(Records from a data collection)
+---+

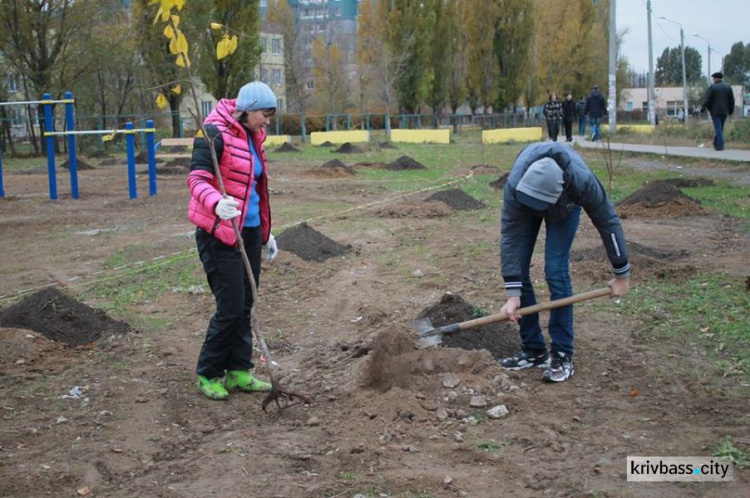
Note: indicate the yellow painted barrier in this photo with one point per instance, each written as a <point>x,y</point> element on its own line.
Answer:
<point>512,135</point>
<point>339,137</point>
<point>630,128</point>
<point>277,140</point>
<point>421,136</point>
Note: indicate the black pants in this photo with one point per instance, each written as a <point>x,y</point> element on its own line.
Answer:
<point>553,128</point>
<point>229,340</point>
<point>569,130</point>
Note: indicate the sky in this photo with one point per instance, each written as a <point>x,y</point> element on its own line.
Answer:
<point>722,22</point>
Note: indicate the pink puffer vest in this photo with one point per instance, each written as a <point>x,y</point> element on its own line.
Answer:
<point>237,171</point>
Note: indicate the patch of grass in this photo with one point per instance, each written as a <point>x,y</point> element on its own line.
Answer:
<point>727,449</point>
<point>713,309</point>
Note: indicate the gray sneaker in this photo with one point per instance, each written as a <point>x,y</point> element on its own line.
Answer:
<point>560,370</point>
<point>526,359</point>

+---+

WHAT THE TASK REQUIRES = Print each entry above exactly. The pictures should not be printed.

RESPONSE TO THIS EXERCISE =
Note: indicate the yellow painted barrier in this photo with one point per instance, each written as a <point>x,y</point> element on its own line.
Answer:
<point>512,135</point>
<point>339,137</point>
<point>630,128</point>
<point>277,140</point>
<point>421,136</point>
Note: indicate the black pants in this photo with one point per instance, each written as a <point>x,y</point> element on its own line.
Answer:
<point>553,128</point>
<point>229,340</point>
<point>569,130</point>
Note: indicate the sky in this photo with one point per instance, each written as a <point>x,y</point> element on its own line.
Answer:
<point>722,22</point>
Note: indicate the pink puffer vest in this photo with one point per instance, each written as a <point>x,y</point> element on its own line.
Answer:
<point>237,171</point>
Note: indicate the patch of grass in this photo with one point per instance, each written as a <point>x,y</point> element on its own line.
Answer:
<point>727,449</point>
<point>713,309</point>
Note: indicate the gray sneaker in this photo with one point per instance, each written as a <point>x,y</point> element on its own line.
Answer:
<point>560,370</point>
<point>526,359</point>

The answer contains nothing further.